■ Activity
What you return must be the lines from the first one below through the one containing "Target: black seat", exactly and with pictures excluded.

-------- Entries provided

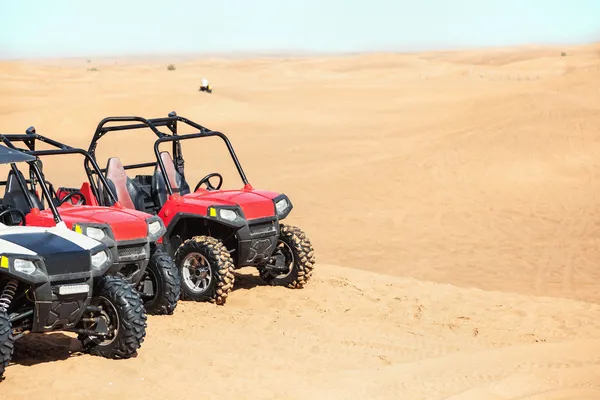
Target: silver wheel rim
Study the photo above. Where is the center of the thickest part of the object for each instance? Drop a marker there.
(197, 274)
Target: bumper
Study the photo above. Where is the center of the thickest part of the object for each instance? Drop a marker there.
(55, 310)
(256, 241)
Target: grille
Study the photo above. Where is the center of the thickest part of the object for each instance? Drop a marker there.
(263, 228)
(55, 284)
(131, 252)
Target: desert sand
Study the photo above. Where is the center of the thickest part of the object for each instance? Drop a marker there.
(452, 199)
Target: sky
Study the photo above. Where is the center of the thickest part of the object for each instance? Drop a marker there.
(59, 28)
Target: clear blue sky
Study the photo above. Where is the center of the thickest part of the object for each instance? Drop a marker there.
(42, 28)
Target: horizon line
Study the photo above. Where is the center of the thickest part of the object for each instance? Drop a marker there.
(292, 53)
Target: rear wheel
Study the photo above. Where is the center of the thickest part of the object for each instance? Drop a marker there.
(121, 319)
(294, 251)
(161, 287)
(206, 269)
(6, 342)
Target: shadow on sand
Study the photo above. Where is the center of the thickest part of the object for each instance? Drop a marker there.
(35, 348)
(247, 281)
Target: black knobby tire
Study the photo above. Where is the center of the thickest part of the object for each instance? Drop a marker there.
(303, 255)
(220, 264)
(6, 342)
(131, 319)
(164, 275)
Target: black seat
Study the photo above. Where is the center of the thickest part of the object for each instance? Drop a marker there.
(127, 191)
(159, 186)
(16, 198)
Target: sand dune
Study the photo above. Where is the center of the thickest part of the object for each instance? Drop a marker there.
(451, 198)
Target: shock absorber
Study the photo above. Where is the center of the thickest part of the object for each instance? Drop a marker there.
(7, 294)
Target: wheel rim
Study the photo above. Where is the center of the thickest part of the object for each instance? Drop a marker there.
(197, 274)
(288, 255)
(109, 320)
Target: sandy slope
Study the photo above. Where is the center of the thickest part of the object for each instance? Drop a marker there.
(475, 170)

----------------

■ Exercise answer
Target: silver wheel rim
Study the photo above. Where is the center of the thickest part of the object for each instance? Drop a marker there.
(197, 274)
Target: bumper
Study the photo above. Where is the center of the thickest part of the object for each instance? Drop a marker there.
(55, 310)
(256, 241)
Target: grille
Study the photo above. Where is the center of the thickest part of the object for each instance? Drop a marker there.
(263, 228)
(55, 284)
(131, 252)
Target: desert sand
Study the photo above. Where is the center of the thickest part of the object for each instance? Drop a marker there.
(452, 199)
Target: sky
Study the photo above. Where is the center of the thickest part of the object for each instance? Drop a marker there.
(59, 28)
Target: clear blue sky
Study the photo above. Where is the center of the thickest part of the object for each instance? Drop a marker there.
(42, 28)
Target: horizon line
Study the photo above. Where is the center of the thickest part of the object for each instance? Drop a marker there.
(292, 53)
Target: rear wheel
Study the photo above. Where is the center of the thickest part of the object for each instance? Drop a marker there.
(121, 319)
(294, 251)
(161, 287)
(206, 269)
(6, 342)
Target: shadow on sand
Study the photo above. Where is the center of the thickest part of the object for each instance? Drop a marker there.
(35, 348)
(247, 281)
Target: black knobby tire
Study the photo above. Where is the center of the thickest part of the object for each instance? Drop a marker there.
(303, 255)
(220, 264)
(6, 342)
(131, 319)
(164, 275)
Target: black seat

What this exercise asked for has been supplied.